(Coordinate annotation records)
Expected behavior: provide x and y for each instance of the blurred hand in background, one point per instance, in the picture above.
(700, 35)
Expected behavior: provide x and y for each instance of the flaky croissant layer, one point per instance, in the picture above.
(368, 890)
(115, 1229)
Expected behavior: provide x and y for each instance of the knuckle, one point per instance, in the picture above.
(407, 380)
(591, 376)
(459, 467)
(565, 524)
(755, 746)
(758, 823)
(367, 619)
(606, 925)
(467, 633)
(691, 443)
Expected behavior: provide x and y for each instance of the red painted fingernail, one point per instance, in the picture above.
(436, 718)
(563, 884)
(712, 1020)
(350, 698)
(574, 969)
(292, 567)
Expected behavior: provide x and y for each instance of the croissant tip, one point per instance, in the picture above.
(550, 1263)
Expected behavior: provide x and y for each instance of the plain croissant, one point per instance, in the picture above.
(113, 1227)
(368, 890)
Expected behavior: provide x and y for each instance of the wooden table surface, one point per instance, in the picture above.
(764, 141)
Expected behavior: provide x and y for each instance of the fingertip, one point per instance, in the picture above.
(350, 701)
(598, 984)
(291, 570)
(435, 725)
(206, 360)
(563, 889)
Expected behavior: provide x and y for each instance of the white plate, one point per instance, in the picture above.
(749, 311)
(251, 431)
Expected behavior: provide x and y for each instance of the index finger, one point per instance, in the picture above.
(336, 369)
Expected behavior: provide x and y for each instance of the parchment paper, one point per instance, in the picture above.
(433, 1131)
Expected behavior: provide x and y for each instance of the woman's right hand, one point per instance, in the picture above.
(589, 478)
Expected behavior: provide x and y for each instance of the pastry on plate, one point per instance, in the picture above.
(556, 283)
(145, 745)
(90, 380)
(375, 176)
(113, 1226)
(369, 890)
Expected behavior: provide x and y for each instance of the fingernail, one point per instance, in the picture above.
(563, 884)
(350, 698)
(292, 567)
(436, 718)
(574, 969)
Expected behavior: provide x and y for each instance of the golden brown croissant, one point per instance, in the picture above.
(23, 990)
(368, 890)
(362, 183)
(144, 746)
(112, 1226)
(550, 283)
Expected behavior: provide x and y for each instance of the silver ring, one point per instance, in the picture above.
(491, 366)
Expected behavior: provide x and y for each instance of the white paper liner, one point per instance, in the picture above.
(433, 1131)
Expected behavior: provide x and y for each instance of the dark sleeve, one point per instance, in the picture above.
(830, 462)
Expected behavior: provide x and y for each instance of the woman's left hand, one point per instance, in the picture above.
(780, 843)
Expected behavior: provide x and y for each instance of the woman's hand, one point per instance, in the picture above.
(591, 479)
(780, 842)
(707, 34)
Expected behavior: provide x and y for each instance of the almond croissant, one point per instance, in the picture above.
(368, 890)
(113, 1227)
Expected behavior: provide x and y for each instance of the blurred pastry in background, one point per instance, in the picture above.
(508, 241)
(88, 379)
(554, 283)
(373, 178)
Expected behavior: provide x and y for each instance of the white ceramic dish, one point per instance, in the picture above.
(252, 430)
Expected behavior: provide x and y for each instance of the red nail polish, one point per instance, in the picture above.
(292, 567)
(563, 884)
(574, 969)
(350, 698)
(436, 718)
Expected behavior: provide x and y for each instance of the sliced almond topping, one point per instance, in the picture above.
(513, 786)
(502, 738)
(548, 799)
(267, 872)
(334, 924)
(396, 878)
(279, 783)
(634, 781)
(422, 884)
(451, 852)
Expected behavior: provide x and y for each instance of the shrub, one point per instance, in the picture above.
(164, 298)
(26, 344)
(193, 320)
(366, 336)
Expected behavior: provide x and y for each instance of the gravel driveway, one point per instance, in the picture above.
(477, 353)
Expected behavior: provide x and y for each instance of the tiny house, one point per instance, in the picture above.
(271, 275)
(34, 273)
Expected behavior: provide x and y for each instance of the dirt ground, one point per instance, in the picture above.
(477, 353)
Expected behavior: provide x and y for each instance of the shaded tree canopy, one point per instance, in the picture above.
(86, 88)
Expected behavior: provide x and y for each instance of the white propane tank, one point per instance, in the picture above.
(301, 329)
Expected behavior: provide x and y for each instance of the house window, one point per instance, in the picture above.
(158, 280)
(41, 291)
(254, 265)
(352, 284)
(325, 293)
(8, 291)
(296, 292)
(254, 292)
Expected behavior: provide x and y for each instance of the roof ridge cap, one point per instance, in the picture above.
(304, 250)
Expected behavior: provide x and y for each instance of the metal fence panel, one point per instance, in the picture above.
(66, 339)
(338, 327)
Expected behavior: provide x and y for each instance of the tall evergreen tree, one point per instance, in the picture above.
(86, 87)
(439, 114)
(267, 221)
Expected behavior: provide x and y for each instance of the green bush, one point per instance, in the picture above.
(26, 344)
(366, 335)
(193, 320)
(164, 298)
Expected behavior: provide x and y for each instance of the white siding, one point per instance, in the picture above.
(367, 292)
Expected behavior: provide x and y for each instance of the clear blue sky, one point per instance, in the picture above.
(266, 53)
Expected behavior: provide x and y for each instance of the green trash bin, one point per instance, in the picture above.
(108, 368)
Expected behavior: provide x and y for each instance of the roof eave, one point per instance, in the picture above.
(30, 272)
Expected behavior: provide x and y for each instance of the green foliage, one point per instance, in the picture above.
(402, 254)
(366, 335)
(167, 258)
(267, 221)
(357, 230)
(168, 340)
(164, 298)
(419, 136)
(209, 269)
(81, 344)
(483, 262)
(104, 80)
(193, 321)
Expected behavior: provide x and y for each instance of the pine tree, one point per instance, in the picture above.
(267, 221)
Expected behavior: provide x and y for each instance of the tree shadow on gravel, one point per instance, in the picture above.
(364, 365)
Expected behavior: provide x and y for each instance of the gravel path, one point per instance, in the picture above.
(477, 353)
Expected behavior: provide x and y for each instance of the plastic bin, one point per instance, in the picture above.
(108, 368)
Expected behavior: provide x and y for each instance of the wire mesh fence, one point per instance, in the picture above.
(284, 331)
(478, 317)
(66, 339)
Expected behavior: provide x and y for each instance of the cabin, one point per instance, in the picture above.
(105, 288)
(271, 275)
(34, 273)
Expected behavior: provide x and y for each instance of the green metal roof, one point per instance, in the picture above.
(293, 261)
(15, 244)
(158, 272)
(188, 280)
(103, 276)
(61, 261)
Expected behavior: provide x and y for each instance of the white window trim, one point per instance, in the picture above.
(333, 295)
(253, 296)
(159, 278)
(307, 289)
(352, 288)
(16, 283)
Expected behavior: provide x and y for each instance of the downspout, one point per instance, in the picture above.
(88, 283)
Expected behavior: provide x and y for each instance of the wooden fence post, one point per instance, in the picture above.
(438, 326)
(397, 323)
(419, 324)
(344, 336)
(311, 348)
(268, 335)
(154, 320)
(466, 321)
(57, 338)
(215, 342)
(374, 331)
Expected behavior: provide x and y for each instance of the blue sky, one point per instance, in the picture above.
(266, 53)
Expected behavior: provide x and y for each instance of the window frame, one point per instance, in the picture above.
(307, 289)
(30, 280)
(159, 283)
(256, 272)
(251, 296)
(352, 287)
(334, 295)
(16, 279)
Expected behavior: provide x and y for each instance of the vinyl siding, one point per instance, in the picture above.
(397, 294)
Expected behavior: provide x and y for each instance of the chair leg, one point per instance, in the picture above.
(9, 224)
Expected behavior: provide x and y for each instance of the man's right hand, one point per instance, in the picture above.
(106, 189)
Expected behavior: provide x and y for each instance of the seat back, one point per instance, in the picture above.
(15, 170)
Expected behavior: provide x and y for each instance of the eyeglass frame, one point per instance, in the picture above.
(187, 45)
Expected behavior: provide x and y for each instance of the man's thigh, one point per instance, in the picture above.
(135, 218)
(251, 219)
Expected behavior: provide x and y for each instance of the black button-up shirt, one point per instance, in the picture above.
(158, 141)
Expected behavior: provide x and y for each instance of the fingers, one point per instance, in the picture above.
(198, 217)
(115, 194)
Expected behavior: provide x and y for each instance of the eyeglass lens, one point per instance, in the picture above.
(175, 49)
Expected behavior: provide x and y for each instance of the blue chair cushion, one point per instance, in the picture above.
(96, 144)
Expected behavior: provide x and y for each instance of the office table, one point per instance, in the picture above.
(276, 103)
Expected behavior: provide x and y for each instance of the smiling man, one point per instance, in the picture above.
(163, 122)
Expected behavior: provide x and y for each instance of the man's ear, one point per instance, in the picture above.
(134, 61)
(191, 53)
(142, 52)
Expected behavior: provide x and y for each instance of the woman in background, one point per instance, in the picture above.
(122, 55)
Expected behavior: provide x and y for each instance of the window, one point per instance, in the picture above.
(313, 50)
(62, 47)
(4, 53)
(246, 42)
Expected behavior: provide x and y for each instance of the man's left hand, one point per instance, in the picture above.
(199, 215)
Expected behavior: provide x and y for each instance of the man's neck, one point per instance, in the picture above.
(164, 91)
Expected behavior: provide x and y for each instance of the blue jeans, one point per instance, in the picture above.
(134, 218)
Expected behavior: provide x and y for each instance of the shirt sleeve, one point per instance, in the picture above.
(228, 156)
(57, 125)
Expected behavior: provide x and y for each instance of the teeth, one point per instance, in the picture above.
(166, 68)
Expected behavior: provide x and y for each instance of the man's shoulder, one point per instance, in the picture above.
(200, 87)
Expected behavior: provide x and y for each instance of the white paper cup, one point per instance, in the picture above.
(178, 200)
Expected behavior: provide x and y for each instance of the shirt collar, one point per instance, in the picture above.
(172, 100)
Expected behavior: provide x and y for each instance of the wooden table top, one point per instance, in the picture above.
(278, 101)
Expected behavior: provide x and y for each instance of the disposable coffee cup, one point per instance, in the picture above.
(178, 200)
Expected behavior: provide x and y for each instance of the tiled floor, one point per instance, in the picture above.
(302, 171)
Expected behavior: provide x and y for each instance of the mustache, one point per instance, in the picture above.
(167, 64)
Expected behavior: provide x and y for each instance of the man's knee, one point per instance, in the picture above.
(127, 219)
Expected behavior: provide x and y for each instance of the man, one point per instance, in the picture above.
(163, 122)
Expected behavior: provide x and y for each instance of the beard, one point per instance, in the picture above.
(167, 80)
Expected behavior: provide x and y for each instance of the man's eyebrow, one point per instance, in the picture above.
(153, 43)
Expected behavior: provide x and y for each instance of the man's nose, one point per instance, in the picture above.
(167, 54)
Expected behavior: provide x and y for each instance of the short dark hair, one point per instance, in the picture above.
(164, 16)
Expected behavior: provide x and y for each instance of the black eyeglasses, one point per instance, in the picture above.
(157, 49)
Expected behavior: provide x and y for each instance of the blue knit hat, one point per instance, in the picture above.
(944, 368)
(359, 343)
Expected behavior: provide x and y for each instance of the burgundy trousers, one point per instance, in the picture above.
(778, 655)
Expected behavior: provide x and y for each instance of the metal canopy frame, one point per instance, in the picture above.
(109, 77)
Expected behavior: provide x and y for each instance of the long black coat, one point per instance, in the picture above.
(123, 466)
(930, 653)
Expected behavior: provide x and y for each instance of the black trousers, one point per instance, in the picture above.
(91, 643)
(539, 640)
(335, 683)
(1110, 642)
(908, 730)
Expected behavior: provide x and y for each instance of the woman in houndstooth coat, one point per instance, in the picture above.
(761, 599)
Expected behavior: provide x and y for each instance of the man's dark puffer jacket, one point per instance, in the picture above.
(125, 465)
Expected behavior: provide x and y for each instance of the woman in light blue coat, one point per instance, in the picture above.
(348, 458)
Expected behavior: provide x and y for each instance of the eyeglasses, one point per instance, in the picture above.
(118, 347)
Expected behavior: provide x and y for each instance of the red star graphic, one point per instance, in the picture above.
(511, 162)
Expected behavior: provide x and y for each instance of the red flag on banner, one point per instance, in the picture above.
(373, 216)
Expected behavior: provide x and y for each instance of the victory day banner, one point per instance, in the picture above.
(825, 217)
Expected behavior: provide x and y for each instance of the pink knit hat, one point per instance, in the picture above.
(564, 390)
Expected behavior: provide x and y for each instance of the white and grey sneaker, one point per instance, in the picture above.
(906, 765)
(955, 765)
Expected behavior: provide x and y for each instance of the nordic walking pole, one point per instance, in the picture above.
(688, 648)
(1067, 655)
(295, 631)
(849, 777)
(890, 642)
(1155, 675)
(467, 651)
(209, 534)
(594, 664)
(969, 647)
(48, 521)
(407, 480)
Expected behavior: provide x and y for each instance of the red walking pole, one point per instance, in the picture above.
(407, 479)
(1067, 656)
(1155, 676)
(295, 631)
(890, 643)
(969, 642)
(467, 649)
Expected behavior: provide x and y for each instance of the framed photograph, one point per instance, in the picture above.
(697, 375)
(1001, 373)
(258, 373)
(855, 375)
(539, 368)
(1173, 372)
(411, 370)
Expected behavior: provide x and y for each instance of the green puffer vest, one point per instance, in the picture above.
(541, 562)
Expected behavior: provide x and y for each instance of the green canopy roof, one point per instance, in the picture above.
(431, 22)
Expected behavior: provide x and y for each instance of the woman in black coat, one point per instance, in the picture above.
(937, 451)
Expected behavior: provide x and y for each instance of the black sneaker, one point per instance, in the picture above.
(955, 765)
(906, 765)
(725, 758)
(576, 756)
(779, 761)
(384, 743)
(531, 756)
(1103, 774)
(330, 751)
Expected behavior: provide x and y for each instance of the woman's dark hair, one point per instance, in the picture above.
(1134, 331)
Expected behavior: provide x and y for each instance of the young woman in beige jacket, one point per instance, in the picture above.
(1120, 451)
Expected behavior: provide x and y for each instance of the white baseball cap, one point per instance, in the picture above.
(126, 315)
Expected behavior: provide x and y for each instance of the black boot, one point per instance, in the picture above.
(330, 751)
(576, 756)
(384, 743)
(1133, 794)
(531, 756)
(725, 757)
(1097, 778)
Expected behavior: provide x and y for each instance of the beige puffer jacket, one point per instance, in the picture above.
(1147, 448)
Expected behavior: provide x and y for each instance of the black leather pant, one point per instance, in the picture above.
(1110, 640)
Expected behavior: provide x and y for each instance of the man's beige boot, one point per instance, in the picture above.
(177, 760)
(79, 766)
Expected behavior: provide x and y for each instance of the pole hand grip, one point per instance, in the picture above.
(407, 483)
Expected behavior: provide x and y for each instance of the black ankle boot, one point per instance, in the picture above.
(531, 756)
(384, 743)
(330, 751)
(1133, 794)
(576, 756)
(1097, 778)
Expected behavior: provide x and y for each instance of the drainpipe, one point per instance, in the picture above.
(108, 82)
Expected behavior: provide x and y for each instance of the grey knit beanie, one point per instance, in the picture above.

__Directions for this task__
Render the stretch from the start of the records above through the line containing "(115, 1229)" as a Markdown table with the columns "Row" and "Line". Give each line its own numbered row and leave out blank lines.

__Output of the task__
| Row | Line |
|---|---|
| 1 | Expected behavior: provide x and y for each instance of the blurred hand in background, one point per instance, in the picture above. |
| 2 | (700, 35) |
| 3 | Expected behavior: provide x and y for each instance of the flaky croissant layer, one point per instance, in the picture above. |
| 4 | (368, 890) |
| 5 | (115, 1229) |